### The task
Locate the line that contains "Target: halved cherry tomato". Reproduce it and all following lines up to the end of the material, exactly and with nothing added.

### Task inputs
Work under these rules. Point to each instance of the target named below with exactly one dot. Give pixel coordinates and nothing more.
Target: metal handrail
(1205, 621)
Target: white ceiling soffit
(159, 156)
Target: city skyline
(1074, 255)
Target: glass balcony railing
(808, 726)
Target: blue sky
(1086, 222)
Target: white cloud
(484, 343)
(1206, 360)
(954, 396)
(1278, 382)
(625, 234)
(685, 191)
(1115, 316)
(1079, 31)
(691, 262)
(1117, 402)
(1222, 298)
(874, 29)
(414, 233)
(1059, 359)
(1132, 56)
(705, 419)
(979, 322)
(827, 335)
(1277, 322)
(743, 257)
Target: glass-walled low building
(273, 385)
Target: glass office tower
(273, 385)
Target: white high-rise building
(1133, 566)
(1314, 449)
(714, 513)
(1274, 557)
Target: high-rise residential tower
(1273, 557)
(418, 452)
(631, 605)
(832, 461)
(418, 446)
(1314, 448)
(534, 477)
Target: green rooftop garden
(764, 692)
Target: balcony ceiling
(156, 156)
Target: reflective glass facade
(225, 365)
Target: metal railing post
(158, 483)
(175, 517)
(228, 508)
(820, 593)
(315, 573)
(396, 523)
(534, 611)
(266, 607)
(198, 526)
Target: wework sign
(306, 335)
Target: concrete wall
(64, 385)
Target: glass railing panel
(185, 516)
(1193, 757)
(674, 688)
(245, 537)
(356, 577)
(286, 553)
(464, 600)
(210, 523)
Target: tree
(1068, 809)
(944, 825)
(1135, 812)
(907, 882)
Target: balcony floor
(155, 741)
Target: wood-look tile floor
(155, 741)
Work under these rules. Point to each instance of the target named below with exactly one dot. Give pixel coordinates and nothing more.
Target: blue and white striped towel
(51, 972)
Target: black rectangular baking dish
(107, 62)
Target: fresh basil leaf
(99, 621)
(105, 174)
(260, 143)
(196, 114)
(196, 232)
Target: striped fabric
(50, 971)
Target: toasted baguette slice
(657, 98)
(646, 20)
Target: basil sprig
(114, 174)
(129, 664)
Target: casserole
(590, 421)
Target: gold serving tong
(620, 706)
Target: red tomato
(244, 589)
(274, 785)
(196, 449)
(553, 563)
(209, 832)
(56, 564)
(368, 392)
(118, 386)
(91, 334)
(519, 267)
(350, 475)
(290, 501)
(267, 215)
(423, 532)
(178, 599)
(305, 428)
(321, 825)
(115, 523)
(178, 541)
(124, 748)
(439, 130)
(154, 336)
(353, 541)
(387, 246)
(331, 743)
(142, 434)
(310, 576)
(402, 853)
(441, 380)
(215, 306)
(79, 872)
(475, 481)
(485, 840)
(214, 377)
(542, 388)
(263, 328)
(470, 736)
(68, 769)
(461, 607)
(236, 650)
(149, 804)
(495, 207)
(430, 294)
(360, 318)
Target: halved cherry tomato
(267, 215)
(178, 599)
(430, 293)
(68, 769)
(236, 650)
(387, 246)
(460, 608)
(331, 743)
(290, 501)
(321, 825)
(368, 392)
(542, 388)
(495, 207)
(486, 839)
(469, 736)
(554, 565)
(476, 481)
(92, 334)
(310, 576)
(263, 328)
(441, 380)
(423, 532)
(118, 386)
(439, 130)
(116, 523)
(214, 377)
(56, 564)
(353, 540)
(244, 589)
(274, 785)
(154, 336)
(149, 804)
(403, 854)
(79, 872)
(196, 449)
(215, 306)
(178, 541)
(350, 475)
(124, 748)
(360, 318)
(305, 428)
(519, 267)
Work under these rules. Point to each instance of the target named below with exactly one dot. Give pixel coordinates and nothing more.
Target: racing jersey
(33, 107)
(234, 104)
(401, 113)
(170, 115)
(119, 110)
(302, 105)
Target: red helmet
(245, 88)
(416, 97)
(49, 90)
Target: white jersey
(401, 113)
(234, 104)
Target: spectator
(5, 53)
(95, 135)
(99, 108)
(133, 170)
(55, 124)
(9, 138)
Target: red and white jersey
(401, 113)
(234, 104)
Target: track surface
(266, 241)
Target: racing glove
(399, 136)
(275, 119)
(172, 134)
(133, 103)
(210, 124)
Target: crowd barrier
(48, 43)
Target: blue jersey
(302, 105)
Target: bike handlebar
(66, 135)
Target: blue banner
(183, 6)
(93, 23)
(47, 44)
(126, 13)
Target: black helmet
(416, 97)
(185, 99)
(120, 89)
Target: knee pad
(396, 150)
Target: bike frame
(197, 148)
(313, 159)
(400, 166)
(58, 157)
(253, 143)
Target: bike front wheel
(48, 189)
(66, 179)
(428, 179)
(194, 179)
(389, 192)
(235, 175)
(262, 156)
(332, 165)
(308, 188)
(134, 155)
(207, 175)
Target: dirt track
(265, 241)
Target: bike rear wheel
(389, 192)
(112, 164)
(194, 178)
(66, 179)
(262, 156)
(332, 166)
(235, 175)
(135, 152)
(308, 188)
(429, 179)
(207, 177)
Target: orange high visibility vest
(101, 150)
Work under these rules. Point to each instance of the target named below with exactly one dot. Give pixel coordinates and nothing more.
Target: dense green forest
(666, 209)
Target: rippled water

### Answer for this exercise
Target: halved cherry tomato
(267, 215)
(178, 599)
(430, 293)
(68, 769)
(236, 650)
(387, 246)
(460, 608)
(331, 743)
(290, 501)
(321, 825)
(368, 392)
(542, 388)
(495, 207)
(486, 839)
(469, 736)
(554, 565)
(476, 481)
(92, 334)
(310, 576)
(263, 328)
(441, 380)
(423, 532)
(118, 386)
(439, 130)
(116, 523)
(214, 377)
(56, 564)
(353, 540)
(244, 589)
(274, 785)
(154, 336)
(149, 804)
(403, 854)
(79, 872)
(196, 449)
(215, 306)
(178, 541)
(350, 475)
(124, 748)
(360, 318)
(305, 428)
(519, 267)
Work under these rules. Point to each instance of the target named below with exactly one dot. Give pixel coordinates and nothing more.
Target: racing jersey
(33, 107)
(234, 104)
(401, 113)
(170, 115)
(119, 110)
(302, 105)
Target: red helmet
(245, 88)
(416, 97)
(49, 90)
Target: white jersey
(401, 113)
(234, 104)
Target: spectator
(5, 53)
(95, 135)
(99, 108)
(133, 170)
(55, 124)
(9, 138)
Target: red and white jersey
(401, 113)
(234, 104)
Target: track surface
(266, 241)
Target: racing glove
(399, 136)
(275, 119)
(172, 134)
(133, 103)
(210, 124)
Target: crowd barrier
(48, 43)
Target: blue jersey
(302, 105)
Target: bike handlebar
(66, 135)
Target: blue banner
(183, 6)
(93, 23)
(47, 44)
(126, 13)
Target: black helmet
(416, 97)
(185, 99)
(120, 89)
Target: knee pad
(396, 150)
Target: bike frame
(197, 148)
(313, 159)
(400, 166)
(58, 157)
(253, 143)
Target: bike front wheel
(48, 189)
(66, 179)
(428, 179)
(194, 179)
(389, 192)
(235, 175)
(262, 156)
(332, 165)
(308, 188)
(134, 155)
(207, 175)
Target: dirt track
(265, 241)
Target: bike rear wheel
(389, 192)
(112, 164)
(194, 178)
(66, 179)
(262, 156)
(332, 166)
(235, 175)
(135, 152)
(308, 188)
(429, 179)
(207, 177)
Target: orange high visibility vest
(101, 150)
Work under these rules. Point to each instance of the target named below with exactly one dot. Give pixel coordinates and nothing more.
Target: dense green forest
(666, 209)
Target: rippled water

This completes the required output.